What this task involves:
Could you write out every record below exactly, leaving the pictures out?

Data for this exercise:
━━━━━━━━━━

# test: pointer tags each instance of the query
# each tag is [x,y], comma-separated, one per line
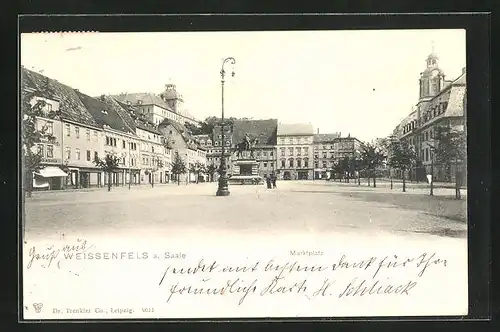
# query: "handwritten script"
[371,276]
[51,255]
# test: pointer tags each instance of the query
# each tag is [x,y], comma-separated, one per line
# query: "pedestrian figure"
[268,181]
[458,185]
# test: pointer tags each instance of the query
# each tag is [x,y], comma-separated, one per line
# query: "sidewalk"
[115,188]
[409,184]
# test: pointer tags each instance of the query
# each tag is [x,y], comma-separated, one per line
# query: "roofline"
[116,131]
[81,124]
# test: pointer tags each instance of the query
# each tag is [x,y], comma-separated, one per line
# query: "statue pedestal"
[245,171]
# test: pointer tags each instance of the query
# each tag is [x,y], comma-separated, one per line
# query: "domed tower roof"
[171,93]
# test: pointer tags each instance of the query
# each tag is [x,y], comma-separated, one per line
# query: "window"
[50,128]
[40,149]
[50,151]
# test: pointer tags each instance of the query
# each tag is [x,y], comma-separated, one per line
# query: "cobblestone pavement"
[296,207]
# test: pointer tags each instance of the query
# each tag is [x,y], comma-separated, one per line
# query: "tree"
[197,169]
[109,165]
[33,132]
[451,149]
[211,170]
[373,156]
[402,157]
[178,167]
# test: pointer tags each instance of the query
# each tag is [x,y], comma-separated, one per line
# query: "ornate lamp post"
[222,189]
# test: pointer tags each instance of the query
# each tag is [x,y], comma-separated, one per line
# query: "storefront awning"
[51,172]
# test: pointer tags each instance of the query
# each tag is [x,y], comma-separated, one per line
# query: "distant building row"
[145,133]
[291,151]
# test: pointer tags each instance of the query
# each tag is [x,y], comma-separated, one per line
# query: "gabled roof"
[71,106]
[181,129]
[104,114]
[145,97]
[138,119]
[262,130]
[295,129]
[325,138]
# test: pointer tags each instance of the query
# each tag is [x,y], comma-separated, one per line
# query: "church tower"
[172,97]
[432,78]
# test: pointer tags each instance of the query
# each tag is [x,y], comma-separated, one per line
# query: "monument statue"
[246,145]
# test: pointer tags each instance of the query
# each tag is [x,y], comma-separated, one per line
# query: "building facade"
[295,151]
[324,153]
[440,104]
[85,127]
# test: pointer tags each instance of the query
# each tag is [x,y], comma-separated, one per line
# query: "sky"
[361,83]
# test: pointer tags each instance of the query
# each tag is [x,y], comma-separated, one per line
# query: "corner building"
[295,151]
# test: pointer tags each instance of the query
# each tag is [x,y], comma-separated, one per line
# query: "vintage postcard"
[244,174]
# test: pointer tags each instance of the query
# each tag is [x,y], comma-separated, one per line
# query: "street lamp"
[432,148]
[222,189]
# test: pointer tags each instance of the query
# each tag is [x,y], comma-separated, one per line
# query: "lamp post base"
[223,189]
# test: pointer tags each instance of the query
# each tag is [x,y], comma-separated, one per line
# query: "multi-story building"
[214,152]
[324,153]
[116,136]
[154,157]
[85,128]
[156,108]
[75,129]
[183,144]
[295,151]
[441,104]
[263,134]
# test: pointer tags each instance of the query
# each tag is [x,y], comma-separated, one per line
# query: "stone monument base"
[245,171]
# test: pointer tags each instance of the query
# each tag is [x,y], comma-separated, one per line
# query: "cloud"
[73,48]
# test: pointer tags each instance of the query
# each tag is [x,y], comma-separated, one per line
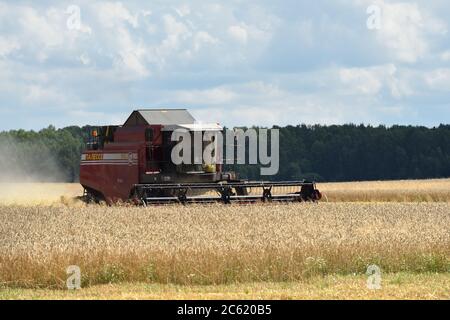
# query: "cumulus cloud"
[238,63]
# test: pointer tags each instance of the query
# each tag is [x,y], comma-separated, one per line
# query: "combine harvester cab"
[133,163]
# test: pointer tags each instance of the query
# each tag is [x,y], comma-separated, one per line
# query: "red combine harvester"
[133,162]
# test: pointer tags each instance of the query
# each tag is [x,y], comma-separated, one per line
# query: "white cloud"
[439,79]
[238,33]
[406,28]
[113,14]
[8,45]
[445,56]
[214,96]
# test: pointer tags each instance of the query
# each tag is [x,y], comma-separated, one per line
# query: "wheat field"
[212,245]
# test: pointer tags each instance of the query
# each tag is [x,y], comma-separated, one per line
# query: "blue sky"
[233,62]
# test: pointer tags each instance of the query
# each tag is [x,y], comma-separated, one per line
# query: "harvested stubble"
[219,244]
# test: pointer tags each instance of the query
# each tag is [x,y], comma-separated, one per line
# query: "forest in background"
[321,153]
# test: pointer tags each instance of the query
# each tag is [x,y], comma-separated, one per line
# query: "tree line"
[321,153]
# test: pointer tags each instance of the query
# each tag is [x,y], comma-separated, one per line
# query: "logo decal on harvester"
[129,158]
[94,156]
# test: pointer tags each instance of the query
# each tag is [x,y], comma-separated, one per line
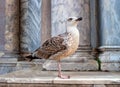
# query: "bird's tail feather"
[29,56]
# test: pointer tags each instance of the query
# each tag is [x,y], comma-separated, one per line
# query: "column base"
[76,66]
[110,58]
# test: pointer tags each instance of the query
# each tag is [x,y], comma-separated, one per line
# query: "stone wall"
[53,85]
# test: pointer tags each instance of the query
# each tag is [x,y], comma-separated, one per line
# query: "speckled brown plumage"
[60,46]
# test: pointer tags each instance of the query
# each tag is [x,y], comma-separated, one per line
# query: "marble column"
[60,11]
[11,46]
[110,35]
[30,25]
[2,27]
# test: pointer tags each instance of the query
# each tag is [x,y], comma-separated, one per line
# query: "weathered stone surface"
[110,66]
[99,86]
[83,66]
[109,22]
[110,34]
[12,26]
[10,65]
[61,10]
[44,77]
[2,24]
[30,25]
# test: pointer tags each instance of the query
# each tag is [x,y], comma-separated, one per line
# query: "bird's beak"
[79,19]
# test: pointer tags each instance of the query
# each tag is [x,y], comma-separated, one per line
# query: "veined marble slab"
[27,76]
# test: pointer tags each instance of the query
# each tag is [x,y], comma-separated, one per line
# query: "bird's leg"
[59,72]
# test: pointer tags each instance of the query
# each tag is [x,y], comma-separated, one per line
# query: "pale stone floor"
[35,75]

━━━━━━━━━━

Solution to the problem:
# test: pointer tags each instance of the query
# each tag is [x,y], comma-separated, one per line
# query: "handwritten script"
[371,276]
[51,255]
# test: pointer tags each instance of the query
# each tag is [x,y], comma-separated, one per line
# query: "pedestrian figure"
[268,181]
[458,185]
# test: pointer tags each instance of the query
# each tag is [x,y], comma-separated, one per line
# query: "sidewalk"
[115,188]
[409,184]
# test: pointer tags each instance of the query
# each tag is [x,y], comma-separated, one per line
# query: "roofline"
[116,131]
[81,124]
# test: pointer tags each instance of the query
# each tag is [x,y], comma-separated, one per line
# query: "statue pedestal"
[245,171]
# test: pointer tags each instance of the query
# each tag is [x,y], comma-separated, one per line
# query: "domed tower roof"
[171,93]
# test: pointer tags each instance of the query
# each tag is [x,y], comma-separated, one per line
# query: "window"
[50,128]
[40,149]
[50,151]
# test: pointer tags each instance of the query
# each tag is [x,y], comma-separated, one per line
# query: "cobblestone pavement"
[296,207]
# test: pointer tags each instance of the query
# each tag is [x,y], comma-separated, one per line
# query: "tree"
[197,169]
[109,165]
[33,132]
[451,149]
[211,170]
[373,156]
[402,157]
[178,167]
# test: pointer tags each instance of the query
# each tag is [x,y], comma-separated, one per line
# query: "ornate lamp post"
[222,189]
# test: pointer tags each instance of the query
# each tag is [x,y], comma-separated, one per line
# query: "storefront awning"
[51,172]
# test: pointer tags each instance of the query
# each tag is [x,y], comma-separated, one per line
# query: "distant building row"
[145,133]
[291,151]
# test: pointer tags each instance of the query
# each tag is [x,y], comma-separated, one per line
# query: "gabled roof"
[71,106]
[181,129]
[104,114]
[145,97]
[138,119]
[262,130]
[295,129]
[325,138]
# test: pointer tags each instance of the query
# each tag is [x,y], comma-separated, one per line
# query: "church tower"
[172,97]
[432,78]
# test: pointer tags each instance of the query
# each tag is [x,y], comma-separated, one per line
# query: "monument statue"
[246,145]
# test: pointer tags each instance of the query
# each tag is [x,y], comma-separated, one per line
# query: "building facade"
[295,151]
[324,153]
[440,104]
[85,127]
# test: pointer tags each instance of the query
# each tag is [x,y], comma-separated, one per line
# query: "sky"
[361,83]
# test: pointer tags each instance of the query
# each tag is [x,y], comma-separated, one per line
# query: "corner building"
[295,151]
# test: pointer tags each instance of the query
# each tag is [x,y], comma-separated, one per line
# query: "vintage postcard"
[244,174]
# test: pointer tags each instance of the query
# each tag is [x,y], comma-separated, one per line
# query: "street lamp"
[432,148]
[222,189]
# test: pointer tags each instance of the query
# each tag is [x,y], comma-separated, one per line
# query: "lamp post base"
[223,189]
# test: pointer tags each instance of the query
# each tag is [x,y], comma-separated, one per line
# query: "multi-story building"
[214,152]
[324,153]
[116,136]
[154,157]
[85,128]
[156,108]
[75,129]
[183,144]
[295,151]
[441,104]
[263,134]
# test: pointer tags each instance of the query
# each tag is [x,y], comma-separated, one per line
# query: "stone monument base"
[245,171]
# test: pointer tags each instance of the query
# each tag is [x,y], comma-separated, one per line
# query: "cloud"
[73,48]
# test: pointer tags each instance of the query
# each tag is [x,y], comma-separated, one per line
# query: "cumulus cloud"
[238,63]
# test: pointer tags each instance of the query
# each tag is [x,y], comma-separated, one per line
# query: "combine harvester cab"
[133,163]
# test: pointer tags each instance of the query
# each tag is [x,y], comma-separated, one per line
# query: "red combine harvester"
[133,162]
# test: pointer tags each instance of the query
# each tag is [x,y], comma-separated, one per line
# query: "white cloud"
[439,79]
[238,33]
[406,28]
[113,14]
[8,45]
[445,56]
[214,96]
# test: pointer tags each instance of the query
# each tag is [x,y], comma-separated, one per line
# query: "wheat field"
[212,245]
# test: pointer tags each instance of the query
# each tag is [x,y], comma-separated, one per line
# query: "blue sky"
[233,62]
# test: pointer tags each instance of the query
# each tag is [x,y], comma-separated, one per line
# query: "harvested stubble"
[219,244]
# test: pointer tags each instance of the query
# each tag is [x,y], comma-separated, one per line
# query: "forest in background"
[321,153]
# test: pointer tags each instance of the query
# each tag is [x,y], comma-separated, one per line
# query: "tree line"
[321,153]
# test: pointer tags each instance of the query
# each tag is [x,y], comma-separated, one per line
# query: "logo decal on harvester"
[129,158]
[94,156]
# test: pointer tags each instance of the query
# each tag is [x,y], comma-separated, one per line
# query: "bird's tail feather"
[29,56]
# test: pointer tags each instance of the query
# each tag is [x,y], comma-separated, one per line
# query: "column base"
[76,66]
[110,58]
# test: pointer tags each instance of the query
# each tag is [x,y], comma-separated, one per line
# query: "stone wall"
[53,85]
# test: pointer tags each instance of the query
# each tag is [x,y], comma-separated, one per line
# query: "speckled brown plumage"
[60,46]
# test: pointer tags each instance of the query
# each tag is [x,y], comma-separated, one per line
# query: "marble column"
[60,11]
[11,46]
[110,35]
[30,25]
[2,27]
# test: pointer tags each instance of the query
# each tag is [x,y], comma-separated, one per line
# query: "weathered stone surface"
[110,66]
[99,86]
[83,66]
[109,22]
[110,34]
[12,26]
[10,65]
[61,10]
[44,77]
[2,24]
[30,25]
# test: pointer tags each instance of the query
# each tag is [x,y], comma-separated, one per line
# query: "bird's beak"
[79,19]
# test: pointer tags each instance of the query
# each tag is [x,y], comma-separated, one per line
# query: "veined marble slab"
[27,76]
# test: pointer tags each instance of the query
# each tag is [x,y], comma-separated, one per line
# query: "bird's leg"
[59,72]
# test: pointer tags each instance of the query
# each tag is [x,y], comma-separated, one per line
# query: "pale stone floor"
[35,75]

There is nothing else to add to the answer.